▶ **Tasks to perform**:
**A.** Name every work on the programme in the concert notice below, with its composer.
**B.** Pick up the concert notice below at its last sentence and carry it on from there.

▶ **Source extract**:
=====

Tickets available at Computicket or online at http://online.computicket.com/web/

*Please note that tickets for pensioners, students, learners and UFS staff can only be purchased at a Computicket outlet (Shoprite Checkers) or at the doors since a valid card or ID has to be presented to qualify for the above mentioned discount.

ENQUIRIES
Ninette Pretorius (tel. 051 401 2504)


Back
FSSO Symphony Concert - Free State Symphony Orchestra

Gérard Korsten

Denise Sutton

Jeanne-Louise Moolman

Free State Symphony Orchestra
Thursday 26 May 2011
Odeion
19:30

Programme:
Anton EBERL : Symphony in C
Wolfgang Amadeus MOZART : Sinfonia Concertante
Ludwig van BEETHOVEN : Symphony No. 1

Gérard Korsten is regarded by many as the best conductor this country has ever produced. He took up his appointment as Music Director of the London Mozart Players in 2010. Over the next three years Gérard will be fully involved in the orchestra’s musical development. He will conduct all of its major UK concerts and will work with the orchestra to develop foreign touring as well as new project opportunities. Gérard is also Principal Conductor of the Symphonieorchester Vorarlberg Bregenz.

Gérard Korsten’s recent engagements have included Le nozze di Figaro (La Scala, Milan) Ariadne auf Naxos & Hans Werner Henze’s L’Upupa und der Triumph der Sohnesliebe (Lyon) Don Giovanni (Royal Opera, Stockholm) Cosi fan tutte (Teatro del Maggio Musicale, Florence & San Carlo, Naples) and concerts with the Budapest Festival Orchestra, Mozarteum Orchestra Salzburg, Royal Philharmonic Orchestra of Flanders and Netherlands Radio Kamer Filharmonie.

Gérard Korsten conducts regularly in the Vienna Konzerthaus, Grosses Festspielhaus Salzburg, and Amsterdam Concertgebouw. He made his Salzburg Festival debut in 1995 with Camerata Salzburg, and his Berlin Festival debut in 1998 with the Deutsche Kammerphilharmonie Bremen. Forthcoming engagements include Cosi fan tutte and Albert Herring (Glyndebourne), La Veuve joyeuse & Siegfried (Lyon) Le nozze di Figaro (Gothenburg) and a debut with the Swedish Radio Symphony Orchestra. His recordings include the Tchaikovsky Serenade and Souvenir de Florence with the Chamber Orchestra of Europe for DGG, Don Pasquale for TDK, and Die ägyptische Helena, Euryanthe and Alfonso und Estrella and for Dynamic.

=====

▶ **Supplied information**:
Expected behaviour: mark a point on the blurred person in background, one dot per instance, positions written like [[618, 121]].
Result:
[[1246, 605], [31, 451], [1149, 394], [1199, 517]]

=====

▶ **Answers to the exercises**:
**A.**
- Anton Eberl: Symphony in C
- Wolfgang Amadeus Mozart: Sinfonia Concertante
- Ludwig van Beethoven: Symphony No. 1

**B.**
Denise Sutton has been leader of the Odeion String Quartet and Head of the Strings Department at the University of the Free State since 2008. She obtained a B.Mus cum laude at the University of Stellenbosch. An Ernest Oppenheimer Memorial Scholarship enabled her to go to Amsterdam, where she studied with Theo Olof and Nap de Klijn, as well as London. She was leader of the second violins of the Scottish Chamber Orchestra and successfully auditioned for the English Chamber Orchestra. With these orchestras she had the opportunity of touring the UK, France, Spain, Germany, the USA and Canada. On her return to South Africa, she was concertmaster of the PACT Orchestra for almost twenty years, and was also leader of the Transvaal Chamber Orchestra, Johannesburg Festival Orchestra and Chamber Orchestra of South Africa (COSA). She has been a member of many chamber groups, notably the Rosamunde Quartet, of which she was leader and co-founder. Denise has appeared as soloist with various orchestras. She has extensive teaching experience and has taught many successful students who are working professionally here and abroad. She serves on the jury for competitions such as ARTSCAPE and the UNISA national string competition and is an examiner for UNISA, the University of Pretoria and North-West University.

Jeanne-Louise Moolman, violist, was appointed as a member of the Odeion String Quartet and senior lecturer in viola at the University of the Free State in 2008. Studied at the University of Pretoria under Prof. Alan Solomon where she obtained the B.Mus and B.Mus.Hons degrees with distinction. In Salzburg she studied under Thomas Riebl. She is an experienced chamber musician who regularly performs in various combinations with some of South Africa’s leading musicians. Jeanne-Louise was a founding member of the Rosamunde String Quartet. As soloist she has performed several concertos, including the Suite Hebraïque (Bloch), the Concerto in C mineur of JC Bach, Harold in Italy (Berlioz) and the Sinfonia Concertante (Mozart) with different orchestras in the country. In 2008 she gave the world-premiere performance of Stefans Grové’s Concerto for Flute and Viola with the Chamber Orchestra of South Africa and was subsequently invited to perform this work at the 37th International Viola Congress in Stellenbosch. Jeanne-Louise has more than twenty years experience as principal violist of various professional orchestras in Gauteng and the Free State. As a student she won, among others, the ATKV Forté and Oude Meester competitions and in 1985 she was the first winner of the University of Natal 75th Anniversary Prize.


Admission
R120 (adults) per concert
R80 (pensioners, students and learners) per concert

Tickets @ Computicket (Shoprite / Checkers, Mimosa Mall)
Book online at www.computicket.com  

Enquiries:
Ella Kotze (FSSO), tel. 051 – 401 2342 (8:00 – 13:00)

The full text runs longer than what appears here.